[Butir yang disimpan]
────────────────────────────────────────
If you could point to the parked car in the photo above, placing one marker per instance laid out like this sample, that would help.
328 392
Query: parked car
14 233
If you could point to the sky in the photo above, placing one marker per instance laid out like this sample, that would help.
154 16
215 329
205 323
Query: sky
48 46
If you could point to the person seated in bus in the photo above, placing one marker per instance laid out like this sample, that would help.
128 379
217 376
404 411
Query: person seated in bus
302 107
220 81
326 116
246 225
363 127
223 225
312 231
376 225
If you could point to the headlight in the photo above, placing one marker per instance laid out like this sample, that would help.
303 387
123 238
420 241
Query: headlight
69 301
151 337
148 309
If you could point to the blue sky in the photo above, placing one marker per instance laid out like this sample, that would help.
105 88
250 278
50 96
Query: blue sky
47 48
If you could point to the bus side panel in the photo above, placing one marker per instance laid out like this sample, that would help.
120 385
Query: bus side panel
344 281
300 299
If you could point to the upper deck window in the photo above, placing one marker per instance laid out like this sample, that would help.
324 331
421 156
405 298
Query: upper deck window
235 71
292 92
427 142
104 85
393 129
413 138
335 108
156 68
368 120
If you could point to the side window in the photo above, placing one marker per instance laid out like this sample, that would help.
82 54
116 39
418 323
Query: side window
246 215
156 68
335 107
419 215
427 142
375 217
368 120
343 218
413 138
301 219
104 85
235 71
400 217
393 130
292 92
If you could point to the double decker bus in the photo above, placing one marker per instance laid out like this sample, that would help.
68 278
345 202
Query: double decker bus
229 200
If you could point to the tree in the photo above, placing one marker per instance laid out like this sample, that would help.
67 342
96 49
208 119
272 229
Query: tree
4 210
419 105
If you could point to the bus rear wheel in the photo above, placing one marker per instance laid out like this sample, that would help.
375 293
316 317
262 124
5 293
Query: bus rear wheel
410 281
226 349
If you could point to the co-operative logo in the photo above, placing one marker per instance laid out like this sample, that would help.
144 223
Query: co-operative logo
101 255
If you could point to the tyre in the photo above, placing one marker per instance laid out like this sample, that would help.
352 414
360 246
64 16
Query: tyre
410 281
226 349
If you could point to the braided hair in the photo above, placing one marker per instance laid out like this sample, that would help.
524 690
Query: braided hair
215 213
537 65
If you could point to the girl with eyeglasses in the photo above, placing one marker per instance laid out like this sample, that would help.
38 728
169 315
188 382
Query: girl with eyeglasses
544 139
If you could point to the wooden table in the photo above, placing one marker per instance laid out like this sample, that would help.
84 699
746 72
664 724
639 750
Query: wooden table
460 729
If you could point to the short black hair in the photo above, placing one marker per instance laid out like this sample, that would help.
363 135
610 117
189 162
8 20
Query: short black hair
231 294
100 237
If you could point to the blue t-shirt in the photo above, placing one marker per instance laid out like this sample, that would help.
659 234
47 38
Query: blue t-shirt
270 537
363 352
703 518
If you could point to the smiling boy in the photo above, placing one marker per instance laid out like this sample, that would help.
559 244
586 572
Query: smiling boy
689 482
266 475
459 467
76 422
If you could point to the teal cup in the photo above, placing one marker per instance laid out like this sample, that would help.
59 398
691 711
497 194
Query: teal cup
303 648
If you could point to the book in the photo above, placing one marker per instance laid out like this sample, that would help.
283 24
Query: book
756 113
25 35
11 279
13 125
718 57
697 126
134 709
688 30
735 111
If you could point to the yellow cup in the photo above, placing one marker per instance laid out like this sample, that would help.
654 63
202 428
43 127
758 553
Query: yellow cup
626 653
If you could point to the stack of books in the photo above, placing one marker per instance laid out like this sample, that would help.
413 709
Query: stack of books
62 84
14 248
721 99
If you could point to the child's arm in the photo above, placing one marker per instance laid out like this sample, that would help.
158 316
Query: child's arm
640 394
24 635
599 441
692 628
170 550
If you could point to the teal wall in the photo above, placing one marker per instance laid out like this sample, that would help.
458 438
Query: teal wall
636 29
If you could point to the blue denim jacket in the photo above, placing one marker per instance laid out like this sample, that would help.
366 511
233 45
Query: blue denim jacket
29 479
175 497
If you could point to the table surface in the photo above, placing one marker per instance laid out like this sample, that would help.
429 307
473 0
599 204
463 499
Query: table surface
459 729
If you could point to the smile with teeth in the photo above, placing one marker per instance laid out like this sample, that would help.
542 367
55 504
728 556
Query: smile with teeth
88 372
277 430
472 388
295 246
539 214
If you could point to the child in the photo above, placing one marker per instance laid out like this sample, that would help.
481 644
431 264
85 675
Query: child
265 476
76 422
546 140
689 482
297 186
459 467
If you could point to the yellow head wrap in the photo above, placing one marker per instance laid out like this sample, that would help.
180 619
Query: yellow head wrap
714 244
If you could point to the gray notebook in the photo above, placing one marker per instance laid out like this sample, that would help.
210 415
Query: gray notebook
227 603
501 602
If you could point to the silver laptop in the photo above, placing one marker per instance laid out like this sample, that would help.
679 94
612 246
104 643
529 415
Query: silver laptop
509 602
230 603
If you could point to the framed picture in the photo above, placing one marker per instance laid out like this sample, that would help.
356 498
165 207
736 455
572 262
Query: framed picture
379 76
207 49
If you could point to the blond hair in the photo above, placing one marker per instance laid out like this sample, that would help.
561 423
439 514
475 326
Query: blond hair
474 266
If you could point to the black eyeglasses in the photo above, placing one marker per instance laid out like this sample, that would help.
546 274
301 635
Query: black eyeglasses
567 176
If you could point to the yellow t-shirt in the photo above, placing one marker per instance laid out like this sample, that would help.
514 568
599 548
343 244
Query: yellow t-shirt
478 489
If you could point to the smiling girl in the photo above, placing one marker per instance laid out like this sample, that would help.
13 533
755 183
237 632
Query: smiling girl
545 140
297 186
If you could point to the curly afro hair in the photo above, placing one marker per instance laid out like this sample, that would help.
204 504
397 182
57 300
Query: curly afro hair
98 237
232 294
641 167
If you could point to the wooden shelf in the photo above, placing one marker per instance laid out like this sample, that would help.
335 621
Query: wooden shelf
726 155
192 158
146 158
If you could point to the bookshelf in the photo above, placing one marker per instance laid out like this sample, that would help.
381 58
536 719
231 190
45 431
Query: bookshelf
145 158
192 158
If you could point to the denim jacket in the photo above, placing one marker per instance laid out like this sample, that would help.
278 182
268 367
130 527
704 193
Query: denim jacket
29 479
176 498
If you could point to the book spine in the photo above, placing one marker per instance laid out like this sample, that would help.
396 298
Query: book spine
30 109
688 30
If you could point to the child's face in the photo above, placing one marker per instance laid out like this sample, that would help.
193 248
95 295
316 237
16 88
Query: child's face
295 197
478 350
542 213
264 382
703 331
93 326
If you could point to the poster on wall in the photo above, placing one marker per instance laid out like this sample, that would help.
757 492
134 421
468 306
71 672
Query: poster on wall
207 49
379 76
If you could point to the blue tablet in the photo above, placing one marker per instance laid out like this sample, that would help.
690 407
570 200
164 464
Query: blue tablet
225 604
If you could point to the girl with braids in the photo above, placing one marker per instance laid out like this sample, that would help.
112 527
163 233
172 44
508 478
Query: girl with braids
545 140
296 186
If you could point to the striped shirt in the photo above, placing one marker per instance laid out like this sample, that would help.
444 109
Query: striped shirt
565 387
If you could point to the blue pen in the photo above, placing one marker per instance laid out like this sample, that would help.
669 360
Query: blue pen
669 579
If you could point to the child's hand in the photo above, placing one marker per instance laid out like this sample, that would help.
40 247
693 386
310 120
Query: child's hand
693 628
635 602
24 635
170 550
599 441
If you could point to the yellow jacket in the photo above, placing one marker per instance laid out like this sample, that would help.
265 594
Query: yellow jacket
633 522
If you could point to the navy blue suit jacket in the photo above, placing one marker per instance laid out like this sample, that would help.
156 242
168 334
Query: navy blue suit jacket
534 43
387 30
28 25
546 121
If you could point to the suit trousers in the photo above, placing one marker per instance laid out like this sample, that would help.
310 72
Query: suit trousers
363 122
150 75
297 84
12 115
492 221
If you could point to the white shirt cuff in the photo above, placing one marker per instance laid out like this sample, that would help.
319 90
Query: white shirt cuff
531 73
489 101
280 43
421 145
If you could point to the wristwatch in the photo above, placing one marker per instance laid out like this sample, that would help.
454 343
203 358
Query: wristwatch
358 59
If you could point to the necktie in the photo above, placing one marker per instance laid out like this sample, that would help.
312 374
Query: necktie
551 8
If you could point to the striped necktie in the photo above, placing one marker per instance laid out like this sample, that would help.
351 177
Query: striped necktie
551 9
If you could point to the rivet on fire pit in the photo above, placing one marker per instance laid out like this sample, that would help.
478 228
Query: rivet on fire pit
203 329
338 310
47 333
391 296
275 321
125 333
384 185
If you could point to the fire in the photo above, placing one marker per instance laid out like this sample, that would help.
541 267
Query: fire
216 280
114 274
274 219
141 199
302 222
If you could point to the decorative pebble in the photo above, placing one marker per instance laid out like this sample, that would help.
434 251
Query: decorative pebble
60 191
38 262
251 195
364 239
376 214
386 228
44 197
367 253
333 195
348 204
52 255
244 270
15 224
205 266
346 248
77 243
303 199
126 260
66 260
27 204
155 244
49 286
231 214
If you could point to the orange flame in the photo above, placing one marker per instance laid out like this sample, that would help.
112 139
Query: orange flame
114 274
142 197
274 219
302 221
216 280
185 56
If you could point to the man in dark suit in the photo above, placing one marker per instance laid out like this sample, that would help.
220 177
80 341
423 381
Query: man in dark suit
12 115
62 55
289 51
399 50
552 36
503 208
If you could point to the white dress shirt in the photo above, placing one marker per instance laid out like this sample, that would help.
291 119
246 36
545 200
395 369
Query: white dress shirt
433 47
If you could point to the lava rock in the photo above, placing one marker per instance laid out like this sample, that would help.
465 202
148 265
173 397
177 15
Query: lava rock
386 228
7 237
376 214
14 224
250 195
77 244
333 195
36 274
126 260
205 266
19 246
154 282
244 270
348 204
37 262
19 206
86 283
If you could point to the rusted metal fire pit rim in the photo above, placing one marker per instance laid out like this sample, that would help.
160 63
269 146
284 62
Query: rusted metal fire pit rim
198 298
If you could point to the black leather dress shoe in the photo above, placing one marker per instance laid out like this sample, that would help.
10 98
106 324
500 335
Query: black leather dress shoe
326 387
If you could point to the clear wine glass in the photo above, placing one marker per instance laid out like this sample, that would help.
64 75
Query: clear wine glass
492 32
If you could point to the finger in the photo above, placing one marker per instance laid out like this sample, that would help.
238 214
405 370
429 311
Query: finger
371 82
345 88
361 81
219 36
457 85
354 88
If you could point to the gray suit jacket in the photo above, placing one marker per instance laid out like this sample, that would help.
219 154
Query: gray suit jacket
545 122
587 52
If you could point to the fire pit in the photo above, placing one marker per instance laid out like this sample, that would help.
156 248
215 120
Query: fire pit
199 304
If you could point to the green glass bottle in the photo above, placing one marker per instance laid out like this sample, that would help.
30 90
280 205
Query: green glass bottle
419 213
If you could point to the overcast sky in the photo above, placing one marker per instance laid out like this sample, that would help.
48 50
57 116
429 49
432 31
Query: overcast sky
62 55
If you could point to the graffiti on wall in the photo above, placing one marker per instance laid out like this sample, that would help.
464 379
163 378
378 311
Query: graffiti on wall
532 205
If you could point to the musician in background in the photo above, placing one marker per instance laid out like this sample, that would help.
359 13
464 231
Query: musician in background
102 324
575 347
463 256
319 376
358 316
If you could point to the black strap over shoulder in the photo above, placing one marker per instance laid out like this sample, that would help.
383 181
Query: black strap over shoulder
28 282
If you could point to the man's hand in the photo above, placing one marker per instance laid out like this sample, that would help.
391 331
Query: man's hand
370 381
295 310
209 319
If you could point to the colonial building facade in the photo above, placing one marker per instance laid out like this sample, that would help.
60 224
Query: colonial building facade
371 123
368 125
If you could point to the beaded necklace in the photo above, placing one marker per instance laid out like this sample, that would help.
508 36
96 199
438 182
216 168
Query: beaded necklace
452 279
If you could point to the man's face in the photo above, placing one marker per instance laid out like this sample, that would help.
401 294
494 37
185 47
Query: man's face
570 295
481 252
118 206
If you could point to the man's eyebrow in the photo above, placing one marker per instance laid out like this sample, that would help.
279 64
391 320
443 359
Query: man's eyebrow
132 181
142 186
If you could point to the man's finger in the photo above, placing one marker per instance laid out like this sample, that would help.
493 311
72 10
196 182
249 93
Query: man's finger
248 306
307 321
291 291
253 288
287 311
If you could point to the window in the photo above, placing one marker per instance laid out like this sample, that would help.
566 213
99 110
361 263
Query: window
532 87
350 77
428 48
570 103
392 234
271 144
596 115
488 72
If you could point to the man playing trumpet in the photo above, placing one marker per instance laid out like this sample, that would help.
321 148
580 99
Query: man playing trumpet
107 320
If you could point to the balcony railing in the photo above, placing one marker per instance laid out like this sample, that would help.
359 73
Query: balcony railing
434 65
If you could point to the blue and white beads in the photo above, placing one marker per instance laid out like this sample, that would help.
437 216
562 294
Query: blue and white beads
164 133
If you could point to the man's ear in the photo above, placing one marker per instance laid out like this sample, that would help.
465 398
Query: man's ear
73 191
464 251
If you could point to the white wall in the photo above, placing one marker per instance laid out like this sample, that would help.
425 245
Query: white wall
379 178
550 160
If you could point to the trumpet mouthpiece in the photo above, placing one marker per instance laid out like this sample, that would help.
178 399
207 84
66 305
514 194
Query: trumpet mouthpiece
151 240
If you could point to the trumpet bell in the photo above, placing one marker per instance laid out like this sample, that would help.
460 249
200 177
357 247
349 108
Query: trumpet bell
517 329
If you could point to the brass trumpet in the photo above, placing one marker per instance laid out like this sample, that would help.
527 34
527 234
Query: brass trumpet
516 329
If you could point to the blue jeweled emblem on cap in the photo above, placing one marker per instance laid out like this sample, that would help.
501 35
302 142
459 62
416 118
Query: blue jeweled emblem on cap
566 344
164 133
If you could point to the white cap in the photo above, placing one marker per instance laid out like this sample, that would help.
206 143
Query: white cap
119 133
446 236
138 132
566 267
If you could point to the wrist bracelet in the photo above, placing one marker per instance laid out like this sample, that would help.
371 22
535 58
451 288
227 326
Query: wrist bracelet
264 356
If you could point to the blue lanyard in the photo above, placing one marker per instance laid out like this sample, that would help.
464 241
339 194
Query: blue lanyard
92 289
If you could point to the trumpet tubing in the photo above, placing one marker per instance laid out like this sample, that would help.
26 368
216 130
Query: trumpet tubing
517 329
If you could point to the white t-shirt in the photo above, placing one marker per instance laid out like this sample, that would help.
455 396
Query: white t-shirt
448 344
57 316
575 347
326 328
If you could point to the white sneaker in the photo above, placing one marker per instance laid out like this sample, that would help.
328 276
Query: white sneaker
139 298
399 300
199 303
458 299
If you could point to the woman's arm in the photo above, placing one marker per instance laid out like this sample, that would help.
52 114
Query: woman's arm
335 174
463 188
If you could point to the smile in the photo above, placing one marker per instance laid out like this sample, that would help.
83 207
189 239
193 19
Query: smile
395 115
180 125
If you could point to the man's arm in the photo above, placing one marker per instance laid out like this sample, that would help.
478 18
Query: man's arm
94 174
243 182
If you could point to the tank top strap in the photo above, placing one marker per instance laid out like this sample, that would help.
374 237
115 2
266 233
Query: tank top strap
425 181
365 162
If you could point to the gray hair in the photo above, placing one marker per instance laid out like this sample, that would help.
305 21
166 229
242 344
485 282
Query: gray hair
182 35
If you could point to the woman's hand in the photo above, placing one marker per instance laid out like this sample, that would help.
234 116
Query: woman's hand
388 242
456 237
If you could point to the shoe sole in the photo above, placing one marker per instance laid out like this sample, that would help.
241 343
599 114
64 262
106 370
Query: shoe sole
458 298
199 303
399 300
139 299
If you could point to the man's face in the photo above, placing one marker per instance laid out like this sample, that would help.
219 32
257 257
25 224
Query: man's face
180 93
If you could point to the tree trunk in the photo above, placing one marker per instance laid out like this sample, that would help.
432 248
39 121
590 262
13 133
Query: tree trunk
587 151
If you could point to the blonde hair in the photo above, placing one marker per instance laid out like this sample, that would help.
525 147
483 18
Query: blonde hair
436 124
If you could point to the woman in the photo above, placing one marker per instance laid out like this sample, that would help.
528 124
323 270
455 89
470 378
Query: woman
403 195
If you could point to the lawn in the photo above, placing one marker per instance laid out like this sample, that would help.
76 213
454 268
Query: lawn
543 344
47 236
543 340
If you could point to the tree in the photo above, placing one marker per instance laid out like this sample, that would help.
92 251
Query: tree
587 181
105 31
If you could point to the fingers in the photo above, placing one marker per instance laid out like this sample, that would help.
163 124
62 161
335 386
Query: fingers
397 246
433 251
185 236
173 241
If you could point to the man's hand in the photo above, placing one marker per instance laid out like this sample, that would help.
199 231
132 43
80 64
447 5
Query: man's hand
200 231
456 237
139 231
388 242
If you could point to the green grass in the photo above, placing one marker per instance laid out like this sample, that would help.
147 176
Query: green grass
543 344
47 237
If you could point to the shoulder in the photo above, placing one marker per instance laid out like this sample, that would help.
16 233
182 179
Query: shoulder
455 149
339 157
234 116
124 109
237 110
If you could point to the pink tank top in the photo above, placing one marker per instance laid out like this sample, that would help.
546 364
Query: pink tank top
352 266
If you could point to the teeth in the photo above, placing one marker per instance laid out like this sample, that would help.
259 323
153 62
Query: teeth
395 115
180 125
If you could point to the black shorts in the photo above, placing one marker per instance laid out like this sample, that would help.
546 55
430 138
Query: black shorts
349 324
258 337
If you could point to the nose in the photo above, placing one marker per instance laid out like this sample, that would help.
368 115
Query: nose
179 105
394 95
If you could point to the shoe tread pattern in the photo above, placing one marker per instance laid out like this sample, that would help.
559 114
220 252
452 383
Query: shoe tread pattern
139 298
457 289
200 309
────────────────────────────────────────
**YANG PERLU DIKERJAKAN:**
Tuliskan kembali tanpa perubahan bagian dari baris yang memuat "If you could point to the nose" sampai akhir butir di atas, dengan kedua ujungnya ikut disertakan.

**HASIL LATIHAN:**
If you could point to the nose in the photo above, placing one marker per instance laid out like this sample, that would help.
368 115
Query: nose
179 105
394 95
If you could point to the shoe tread pattern in the photo above, placing one marker per instance laid out like this sample, that would help.
559 114
220 252
452 383
Query: shoe tread pattern
139 298
457 289
200 309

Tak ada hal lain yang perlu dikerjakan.